Aim of the exercise:
Pick out and copy every line in the entries below that contains the word "distant", treating uppercase and lowercase letters as different.

--- BEGIN Source material ---

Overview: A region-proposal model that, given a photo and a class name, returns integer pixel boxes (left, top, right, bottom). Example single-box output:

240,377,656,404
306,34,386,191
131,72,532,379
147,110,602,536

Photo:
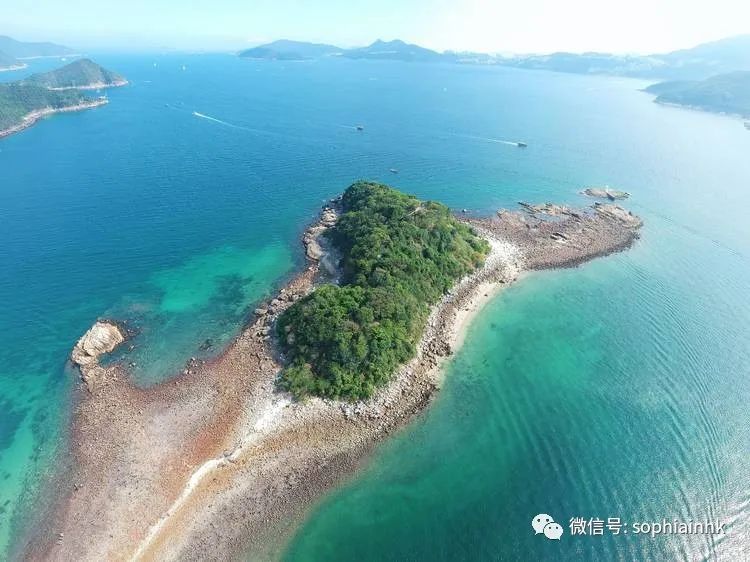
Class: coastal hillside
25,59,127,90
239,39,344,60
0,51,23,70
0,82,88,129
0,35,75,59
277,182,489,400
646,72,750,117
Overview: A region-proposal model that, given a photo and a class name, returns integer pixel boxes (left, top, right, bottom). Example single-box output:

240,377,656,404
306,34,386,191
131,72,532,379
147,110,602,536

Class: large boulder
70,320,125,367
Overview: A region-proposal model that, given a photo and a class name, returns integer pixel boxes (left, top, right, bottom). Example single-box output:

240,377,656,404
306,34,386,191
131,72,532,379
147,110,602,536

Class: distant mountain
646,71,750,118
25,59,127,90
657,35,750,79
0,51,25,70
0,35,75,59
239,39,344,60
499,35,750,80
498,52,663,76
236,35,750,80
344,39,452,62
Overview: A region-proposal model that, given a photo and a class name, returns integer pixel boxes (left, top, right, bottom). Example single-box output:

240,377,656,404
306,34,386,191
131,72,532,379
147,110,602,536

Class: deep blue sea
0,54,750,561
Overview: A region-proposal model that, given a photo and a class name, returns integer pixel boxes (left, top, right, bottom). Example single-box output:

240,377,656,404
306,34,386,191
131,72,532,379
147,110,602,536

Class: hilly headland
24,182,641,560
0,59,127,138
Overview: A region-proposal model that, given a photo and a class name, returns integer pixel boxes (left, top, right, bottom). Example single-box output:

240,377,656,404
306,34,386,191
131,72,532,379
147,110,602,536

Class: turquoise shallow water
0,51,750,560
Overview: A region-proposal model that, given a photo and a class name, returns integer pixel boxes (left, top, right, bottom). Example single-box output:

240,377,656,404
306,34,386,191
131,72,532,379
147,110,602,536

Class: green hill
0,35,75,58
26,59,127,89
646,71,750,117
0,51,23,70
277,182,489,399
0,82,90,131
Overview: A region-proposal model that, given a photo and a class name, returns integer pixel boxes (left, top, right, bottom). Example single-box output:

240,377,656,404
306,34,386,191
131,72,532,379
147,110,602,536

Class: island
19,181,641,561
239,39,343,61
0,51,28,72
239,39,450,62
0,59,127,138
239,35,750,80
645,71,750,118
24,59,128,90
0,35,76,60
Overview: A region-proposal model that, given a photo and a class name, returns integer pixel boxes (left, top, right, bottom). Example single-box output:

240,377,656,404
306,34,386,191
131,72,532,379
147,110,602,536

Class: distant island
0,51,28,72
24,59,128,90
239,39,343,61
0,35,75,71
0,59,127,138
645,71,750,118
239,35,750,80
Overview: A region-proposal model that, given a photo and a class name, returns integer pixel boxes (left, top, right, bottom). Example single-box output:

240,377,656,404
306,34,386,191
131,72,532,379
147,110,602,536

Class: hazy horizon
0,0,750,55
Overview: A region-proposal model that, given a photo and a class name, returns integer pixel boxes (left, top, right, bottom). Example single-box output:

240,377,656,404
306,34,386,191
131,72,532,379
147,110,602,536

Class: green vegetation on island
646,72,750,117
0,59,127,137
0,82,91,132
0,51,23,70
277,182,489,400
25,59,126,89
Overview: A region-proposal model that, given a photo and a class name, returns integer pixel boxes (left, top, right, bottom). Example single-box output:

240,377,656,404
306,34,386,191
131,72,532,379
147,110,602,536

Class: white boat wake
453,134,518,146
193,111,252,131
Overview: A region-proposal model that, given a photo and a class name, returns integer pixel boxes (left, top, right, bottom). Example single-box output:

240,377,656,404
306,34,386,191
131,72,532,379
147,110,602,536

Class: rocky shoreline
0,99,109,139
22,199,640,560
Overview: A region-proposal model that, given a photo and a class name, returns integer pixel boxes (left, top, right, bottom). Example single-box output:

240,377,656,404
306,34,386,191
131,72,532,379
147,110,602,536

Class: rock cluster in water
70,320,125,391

--- END Source material ---
--- BEGIN Source material ---

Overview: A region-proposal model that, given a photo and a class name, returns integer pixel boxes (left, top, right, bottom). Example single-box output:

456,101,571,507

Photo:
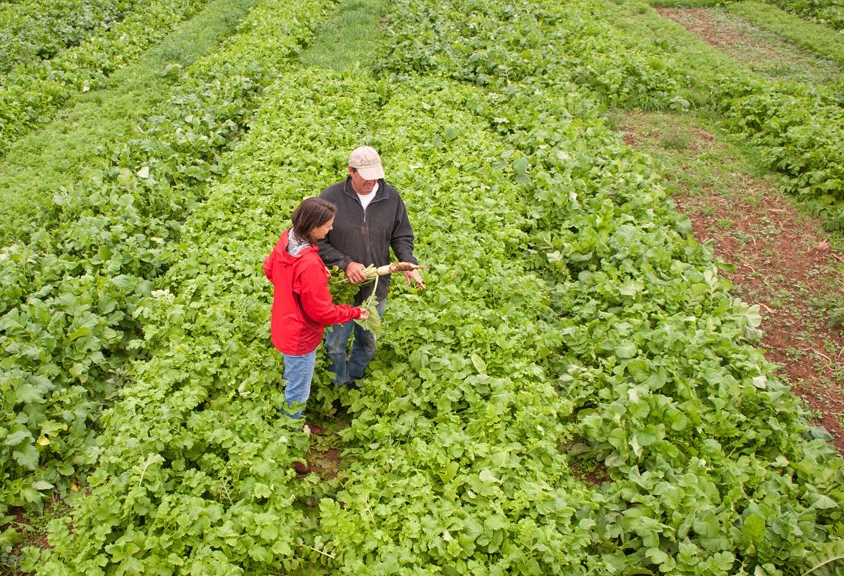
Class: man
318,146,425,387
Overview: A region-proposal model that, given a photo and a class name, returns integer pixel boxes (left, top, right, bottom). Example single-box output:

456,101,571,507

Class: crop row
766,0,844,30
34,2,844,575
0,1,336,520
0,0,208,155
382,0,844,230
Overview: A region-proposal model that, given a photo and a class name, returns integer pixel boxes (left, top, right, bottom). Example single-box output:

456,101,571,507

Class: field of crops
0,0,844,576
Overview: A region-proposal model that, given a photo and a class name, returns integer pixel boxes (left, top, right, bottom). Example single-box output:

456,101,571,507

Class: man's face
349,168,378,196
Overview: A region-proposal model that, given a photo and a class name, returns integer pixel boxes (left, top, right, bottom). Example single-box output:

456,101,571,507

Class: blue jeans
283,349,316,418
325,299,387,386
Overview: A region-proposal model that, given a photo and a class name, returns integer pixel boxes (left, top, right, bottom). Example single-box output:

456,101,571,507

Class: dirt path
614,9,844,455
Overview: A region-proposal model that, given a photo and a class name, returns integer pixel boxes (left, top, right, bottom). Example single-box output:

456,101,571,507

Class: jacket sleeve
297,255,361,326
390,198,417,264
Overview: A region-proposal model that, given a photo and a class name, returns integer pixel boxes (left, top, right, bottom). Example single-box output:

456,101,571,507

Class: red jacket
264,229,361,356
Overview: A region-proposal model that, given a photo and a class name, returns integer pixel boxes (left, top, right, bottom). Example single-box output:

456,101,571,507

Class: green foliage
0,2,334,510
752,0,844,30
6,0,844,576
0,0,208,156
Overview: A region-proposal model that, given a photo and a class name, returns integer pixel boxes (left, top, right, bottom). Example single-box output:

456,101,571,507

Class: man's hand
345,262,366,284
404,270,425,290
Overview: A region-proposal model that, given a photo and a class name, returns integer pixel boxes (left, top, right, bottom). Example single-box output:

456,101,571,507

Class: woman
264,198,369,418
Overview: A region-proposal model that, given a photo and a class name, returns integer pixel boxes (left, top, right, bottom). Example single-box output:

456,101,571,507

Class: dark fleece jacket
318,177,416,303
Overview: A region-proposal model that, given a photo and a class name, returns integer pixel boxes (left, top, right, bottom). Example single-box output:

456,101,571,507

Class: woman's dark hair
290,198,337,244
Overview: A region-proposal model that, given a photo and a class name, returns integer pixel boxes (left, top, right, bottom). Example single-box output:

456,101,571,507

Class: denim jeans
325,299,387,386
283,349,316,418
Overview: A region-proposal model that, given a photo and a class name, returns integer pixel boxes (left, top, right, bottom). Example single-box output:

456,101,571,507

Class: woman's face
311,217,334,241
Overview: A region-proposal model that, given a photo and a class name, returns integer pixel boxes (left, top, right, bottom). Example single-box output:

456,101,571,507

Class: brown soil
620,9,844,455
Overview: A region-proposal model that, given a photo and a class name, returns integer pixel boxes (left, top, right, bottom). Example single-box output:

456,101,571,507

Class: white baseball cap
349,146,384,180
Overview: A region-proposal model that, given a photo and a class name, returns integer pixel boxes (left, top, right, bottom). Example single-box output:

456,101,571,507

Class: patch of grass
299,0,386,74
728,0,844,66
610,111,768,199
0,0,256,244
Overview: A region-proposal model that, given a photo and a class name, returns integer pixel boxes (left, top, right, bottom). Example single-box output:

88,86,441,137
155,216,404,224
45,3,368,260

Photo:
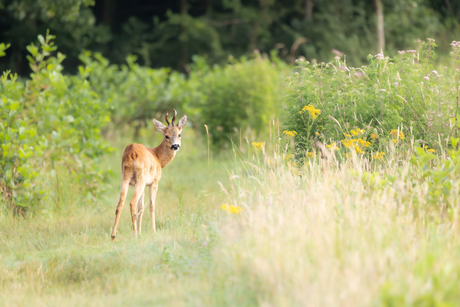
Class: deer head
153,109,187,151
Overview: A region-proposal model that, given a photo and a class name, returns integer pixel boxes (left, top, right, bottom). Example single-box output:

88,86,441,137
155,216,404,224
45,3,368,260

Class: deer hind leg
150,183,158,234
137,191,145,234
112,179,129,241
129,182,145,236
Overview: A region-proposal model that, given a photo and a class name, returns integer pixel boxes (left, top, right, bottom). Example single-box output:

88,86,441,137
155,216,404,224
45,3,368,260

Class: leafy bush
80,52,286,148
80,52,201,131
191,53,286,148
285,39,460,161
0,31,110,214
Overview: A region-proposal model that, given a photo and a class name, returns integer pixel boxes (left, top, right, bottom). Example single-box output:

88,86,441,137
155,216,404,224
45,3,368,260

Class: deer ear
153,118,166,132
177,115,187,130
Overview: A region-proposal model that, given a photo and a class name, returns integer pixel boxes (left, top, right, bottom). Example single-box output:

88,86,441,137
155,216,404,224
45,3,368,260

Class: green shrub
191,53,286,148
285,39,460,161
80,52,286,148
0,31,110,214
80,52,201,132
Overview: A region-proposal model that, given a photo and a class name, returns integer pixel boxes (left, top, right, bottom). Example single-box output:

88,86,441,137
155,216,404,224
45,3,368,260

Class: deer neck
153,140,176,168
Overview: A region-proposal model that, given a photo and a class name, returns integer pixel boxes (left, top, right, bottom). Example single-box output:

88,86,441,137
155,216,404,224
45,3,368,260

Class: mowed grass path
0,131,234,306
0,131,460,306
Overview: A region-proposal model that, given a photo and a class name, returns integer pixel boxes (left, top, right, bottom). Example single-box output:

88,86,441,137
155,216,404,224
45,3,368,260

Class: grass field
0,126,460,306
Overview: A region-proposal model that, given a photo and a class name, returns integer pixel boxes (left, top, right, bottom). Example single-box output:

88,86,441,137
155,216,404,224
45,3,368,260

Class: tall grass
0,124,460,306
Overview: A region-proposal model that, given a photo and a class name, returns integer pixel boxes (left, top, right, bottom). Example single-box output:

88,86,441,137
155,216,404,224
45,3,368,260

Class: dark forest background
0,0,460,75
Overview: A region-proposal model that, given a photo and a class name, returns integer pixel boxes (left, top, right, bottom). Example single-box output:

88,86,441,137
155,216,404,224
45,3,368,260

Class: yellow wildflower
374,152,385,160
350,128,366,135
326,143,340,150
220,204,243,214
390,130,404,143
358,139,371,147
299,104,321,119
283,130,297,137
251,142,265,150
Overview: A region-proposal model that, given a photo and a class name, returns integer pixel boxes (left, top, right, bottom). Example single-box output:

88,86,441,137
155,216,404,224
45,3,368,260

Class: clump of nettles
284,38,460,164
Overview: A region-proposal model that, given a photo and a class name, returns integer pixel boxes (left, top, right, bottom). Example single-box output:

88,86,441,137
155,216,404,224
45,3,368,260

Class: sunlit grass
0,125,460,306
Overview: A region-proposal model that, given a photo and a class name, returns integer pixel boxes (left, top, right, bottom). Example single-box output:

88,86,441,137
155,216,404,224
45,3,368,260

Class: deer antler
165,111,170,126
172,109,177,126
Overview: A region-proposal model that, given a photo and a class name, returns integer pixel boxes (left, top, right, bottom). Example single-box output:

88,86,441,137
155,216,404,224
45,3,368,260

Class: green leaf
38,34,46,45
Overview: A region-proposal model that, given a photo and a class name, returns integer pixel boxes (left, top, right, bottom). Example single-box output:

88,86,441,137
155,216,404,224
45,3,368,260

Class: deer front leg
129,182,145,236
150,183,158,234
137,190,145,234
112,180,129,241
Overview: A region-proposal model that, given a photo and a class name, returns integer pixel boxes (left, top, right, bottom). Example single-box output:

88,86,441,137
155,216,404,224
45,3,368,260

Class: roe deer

--- END Source material ---

Complete response:
Class: distant mountain
Class: distant island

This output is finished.